■ **What is expected**
Whenever a line of the data below holds the string "every", copy that line.

■ **Materials provided**

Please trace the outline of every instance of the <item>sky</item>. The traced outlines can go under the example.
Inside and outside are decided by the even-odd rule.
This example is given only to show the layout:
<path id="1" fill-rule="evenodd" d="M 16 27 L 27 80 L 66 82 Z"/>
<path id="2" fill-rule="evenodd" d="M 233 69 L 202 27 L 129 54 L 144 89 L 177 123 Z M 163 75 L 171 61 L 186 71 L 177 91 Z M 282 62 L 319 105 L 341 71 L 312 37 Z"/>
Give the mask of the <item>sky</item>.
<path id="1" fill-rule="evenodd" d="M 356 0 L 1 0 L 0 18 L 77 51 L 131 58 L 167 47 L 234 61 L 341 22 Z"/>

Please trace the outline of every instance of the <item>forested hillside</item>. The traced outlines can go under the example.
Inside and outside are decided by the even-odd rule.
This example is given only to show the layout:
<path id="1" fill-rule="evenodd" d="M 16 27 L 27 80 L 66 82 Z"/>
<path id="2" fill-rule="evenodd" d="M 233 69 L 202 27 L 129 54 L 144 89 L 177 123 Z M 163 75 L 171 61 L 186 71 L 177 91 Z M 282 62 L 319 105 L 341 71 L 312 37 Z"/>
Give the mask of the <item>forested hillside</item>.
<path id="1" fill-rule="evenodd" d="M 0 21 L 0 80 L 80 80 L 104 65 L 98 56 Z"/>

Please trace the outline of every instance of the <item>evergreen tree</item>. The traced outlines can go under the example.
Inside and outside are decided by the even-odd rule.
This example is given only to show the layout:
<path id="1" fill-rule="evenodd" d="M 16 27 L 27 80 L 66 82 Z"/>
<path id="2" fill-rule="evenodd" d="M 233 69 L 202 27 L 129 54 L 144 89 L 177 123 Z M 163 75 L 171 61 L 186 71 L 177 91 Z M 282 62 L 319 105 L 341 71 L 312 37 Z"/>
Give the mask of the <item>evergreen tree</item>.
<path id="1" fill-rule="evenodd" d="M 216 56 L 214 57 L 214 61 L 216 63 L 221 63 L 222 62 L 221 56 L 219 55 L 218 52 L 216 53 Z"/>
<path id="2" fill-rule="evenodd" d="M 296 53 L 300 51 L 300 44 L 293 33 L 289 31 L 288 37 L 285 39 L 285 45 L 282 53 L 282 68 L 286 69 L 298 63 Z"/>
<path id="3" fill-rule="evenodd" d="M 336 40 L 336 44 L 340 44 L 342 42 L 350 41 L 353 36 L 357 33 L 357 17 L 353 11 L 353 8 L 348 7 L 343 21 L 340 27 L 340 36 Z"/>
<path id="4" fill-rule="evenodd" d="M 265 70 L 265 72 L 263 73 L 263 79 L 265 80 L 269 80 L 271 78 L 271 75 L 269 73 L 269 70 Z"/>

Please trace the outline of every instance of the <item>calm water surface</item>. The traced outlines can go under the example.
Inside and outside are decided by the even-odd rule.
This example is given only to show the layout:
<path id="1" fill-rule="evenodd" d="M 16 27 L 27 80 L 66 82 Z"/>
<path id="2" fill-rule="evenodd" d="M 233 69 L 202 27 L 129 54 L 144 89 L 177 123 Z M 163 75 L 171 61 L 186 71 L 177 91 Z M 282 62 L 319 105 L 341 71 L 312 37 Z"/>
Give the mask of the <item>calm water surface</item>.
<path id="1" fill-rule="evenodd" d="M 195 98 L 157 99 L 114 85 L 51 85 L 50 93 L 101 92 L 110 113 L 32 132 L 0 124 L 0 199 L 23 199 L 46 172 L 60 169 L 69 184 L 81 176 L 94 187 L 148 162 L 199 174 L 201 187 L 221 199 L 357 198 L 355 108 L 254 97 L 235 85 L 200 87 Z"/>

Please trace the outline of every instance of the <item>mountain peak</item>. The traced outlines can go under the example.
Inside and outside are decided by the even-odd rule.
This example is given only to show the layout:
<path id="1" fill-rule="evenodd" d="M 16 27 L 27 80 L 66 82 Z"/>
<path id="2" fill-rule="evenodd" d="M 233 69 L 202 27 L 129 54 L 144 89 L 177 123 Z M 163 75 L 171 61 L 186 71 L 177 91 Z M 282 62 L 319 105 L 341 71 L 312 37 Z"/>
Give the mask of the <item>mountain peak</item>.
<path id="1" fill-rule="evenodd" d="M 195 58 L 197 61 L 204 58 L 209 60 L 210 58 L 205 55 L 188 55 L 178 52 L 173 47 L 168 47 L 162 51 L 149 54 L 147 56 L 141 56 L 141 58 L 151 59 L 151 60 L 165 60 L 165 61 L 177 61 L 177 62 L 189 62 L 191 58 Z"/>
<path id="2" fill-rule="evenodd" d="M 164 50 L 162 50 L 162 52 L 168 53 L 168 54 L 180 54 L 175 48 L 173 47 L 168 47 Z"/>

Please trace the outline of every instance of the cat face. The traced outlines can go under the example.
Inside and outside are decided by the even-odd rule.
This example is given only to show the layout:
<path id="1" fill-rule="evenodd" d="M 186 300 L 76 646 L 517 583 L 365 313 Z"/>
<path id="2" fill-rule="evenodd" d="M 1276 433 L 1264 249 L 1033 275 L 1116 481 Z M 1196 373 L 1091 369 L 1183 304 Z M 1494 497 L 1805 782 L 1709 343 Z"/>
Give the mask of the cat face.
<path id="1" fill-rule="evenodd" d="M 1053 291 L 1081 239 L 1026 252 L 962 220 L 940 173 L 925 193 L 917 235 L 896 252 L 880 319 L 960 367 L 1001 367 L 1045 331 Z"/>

■ **Problem solution**
Please trace the outline of every instance of the <item>sky</item>. The traced outlines can go under the example.
Please trace the outline of every instance of the <item>forested hillside</item>. The traced outlines can go under the example.
Please trace the outline of every instance of the <item>evergreen tree</item>. The traced outlines can go under the example.
Please trace the outline of every instance of the <item>calm water surface</item>. The traced outlines can go under the example.
Please trace the outline of every instance of the <item>mountain peak</item>. The traced outlines can go under the example.
Please trace the outline of every instance of the cat face. The traced outlines can go under the example.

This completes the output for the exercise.